Supplied passage:
H.G. Wells’ The War of the Worlds (1895) is the cornerstone of the alien invasion genre. It was first filmed as George Pal’s The War of the Worlds (1953), which essentially started the 1950s alien invader genre. This remained unmade again up until 2005 when Steven Spielberg conducted his modernised War of the Worlds (2005). This was an odd year that also saw no less than three competing versions of the H.G. Wells story with the Spielberg film, Timothy Hines’ low-budget but extremely faithful period-set The War of the Worlds (2005) and The Asylum’s modernised mockbuster War of the Worlds (2005). The late 2010s saw a further resurgence of interest with The War of the Worlds (2019), a three-part BBC tv mini-series set during the Victorian period; War of the Worlds (2019- ), a tv series that relocates action to the contemporary European Union; The Asylum’s modernised Alien Conquest (2021); and the contemporary Young Adult film War of the Worlds: The Attack (2023)

War of the Worlds 2: The Next Wave was made as a sequel to The Asylum version. (Where I was living at the time, it had the rather amusing effect of being assumed by videostores to be a sequel to the Spielberg film – the other two 2005 versions not being so well known – and you could find copies of it and the Spielberg film sitting together on shelves while it was almost impossible to find a copy of The Asylum original). Here original director David Michael Latt steps back to produce and co-write while the director’s chair has been given over to C. Thomas Howell, the star of the first film, who used the opportunity to make the first of several films he would for The Asylum (see below).

Christopher Reid and C. Thomas Howell (also the film's director) in War of the Worlds 2: The Next Wave (2008)
Christopher Reid and C. Thomas Howell (also the film’s director) caught in a simulation of an Earth city on Mars

There is surely something daunting about conducting a sequel to a work that is such a landmark classic as the H.G. Wells novel. Not too unexpectedly, The Asylum throw most of the Wells story out the window. For that matter, they throw many of the details of the previous film out too. For example, the first film kept faith with the Wells story and had the war machines disintegrating humanity with a heat ray but here the heat ray has conveniently been rewritten as no more than a beam that teleports people aboard the mothership.

In the first film, the war machines were six-legged, while here they have been truncated to two-legged machines. The first film also eliminated any mention of Mars from the story (quite possibly due to astrophysical reality) but that is restored here – although it is never directly mentioned as the home of the invaders. Oddly, while the film does feature war machines, we never see any of the aliens themselves anywhere throughout.

Recorded data:

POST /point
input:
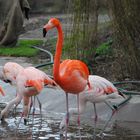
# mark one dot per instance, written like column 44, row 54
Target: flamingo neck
column 58, row 53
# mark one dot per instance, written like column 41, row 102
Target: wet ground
column 125, row 125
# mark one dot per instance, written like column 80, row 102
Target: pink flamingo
column 28, row 81
column 70, row 75
column 101, row 90
column 1, row 91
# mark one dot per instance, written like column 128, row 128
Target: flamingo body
column 73, row 72
column 28, row 82
column 100, row 91
column 71, row 75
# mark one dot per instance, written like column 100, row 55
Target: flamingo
column 101, row 90
column 1, row 91
column 70, row 75
column 28, row 81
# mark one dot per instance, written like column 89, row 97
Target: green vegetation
column 23, row 48
column 104, row 48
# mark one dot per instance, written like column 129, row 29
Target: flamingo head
column 37, row 84
column 1, row 91
column 10, row 72
column 53, row 22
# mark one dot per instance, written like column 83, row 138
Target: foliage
column 104, row 48
column 23, row 48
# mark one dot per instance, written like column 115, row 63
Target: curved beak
column 44, row 32
column 34, row 83
column 1, row 91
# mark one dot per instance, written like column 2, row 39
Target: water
column 47, row 128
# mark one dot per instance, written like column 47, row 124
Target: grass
column 104, row 48
column 22, row 49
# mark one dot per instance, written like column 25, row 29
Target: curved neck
column 58, row 53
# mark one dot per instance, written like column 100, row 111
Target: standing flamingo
column 70, row 75
column 28, row 81
column 101, row 90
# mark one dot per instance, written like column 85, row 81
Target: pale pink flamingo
column 70, row 75
column 28, row 81
column 101, row 90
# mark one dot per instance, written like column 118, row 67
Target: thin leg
column 40, row 108
column 95, row 121
column 31, row 104
column 78, row 120
column 106, row 124
column 67, row 116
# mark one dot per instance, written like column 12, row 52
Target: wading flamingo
column 101, row 90
column 28, row 81
column 70, row 75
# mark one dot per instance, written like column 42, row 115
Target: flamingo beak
column 1, row 91
column 44, row 32
column 34, row 83
column 121, row 94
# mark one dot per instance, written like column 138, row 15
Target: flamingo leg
column 114, row 109
column 67, row 116
column 78, row 119
column 33, row 113
column 40, row 108
column 31, row 104
column 95, row 121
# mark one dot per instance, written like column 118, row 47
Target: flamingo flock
column 71, row 75
column 28, row 82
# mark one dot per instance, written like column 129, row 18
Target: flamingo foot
column 25, row 121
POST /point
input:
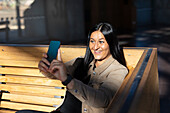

Problem requirements: Carry the review of War of the Worlds 2: The Next Wave forward from its last sentence, writing the next few paragraphs in the same voice.

Task response:
The film itself is a combination of the usual Asylum cheapness and ambition that goes way beyond the scope of the budget to ever convey it. Apart from a couple of matte shots of a destroyed Washington D.C., the destruction of the world is not portrayed at all. There is some nonsense about the aliens having built simulation of an Earth city on Mars as a testing ground for their biowarfare experiments so that The Asylum can shoot all the Mars-set scenes on the cheap using a bunch of local (L.A.) streets.

A Martian war machine in War of the Worlds 2: The Next Wave (2008)
A Martian war machine

On the other hand, you cannot deny C. Thomas Howell’s undeniable ambition – he creates massive Star Wars (1977)-like dogfights between refitted Air Force fighters and alien ships, scenes of the squid walkers roaming the streets and the like – where the imagination that has gone into them clearly far outstrips the budget that was on hand to deliver the effects (which are certainly better than usual for The Asylum).

C. Thomas Howell was a teen actor during the 1980s who has become a B-budget regular since then. He starred working for The Asylum with War of the Worlds and The Da Vinci Treasure (2006). He branched out as a director for The Asylum with a handful of films, including The Day the Earth Stopped (2008) and The Land That Time Forgot (2009). As in the previous film, Howell plays the hero while casting his own son Dash as the son of his character. Here Dash has grown up a little and Howell casts him in a more prominent role. Now one of the overriding themes of the film is how dedicated Howell’s character is to his son with he frequently voicing saying lines of “nothing else matters but my son” as he recklessly races into danger to save him.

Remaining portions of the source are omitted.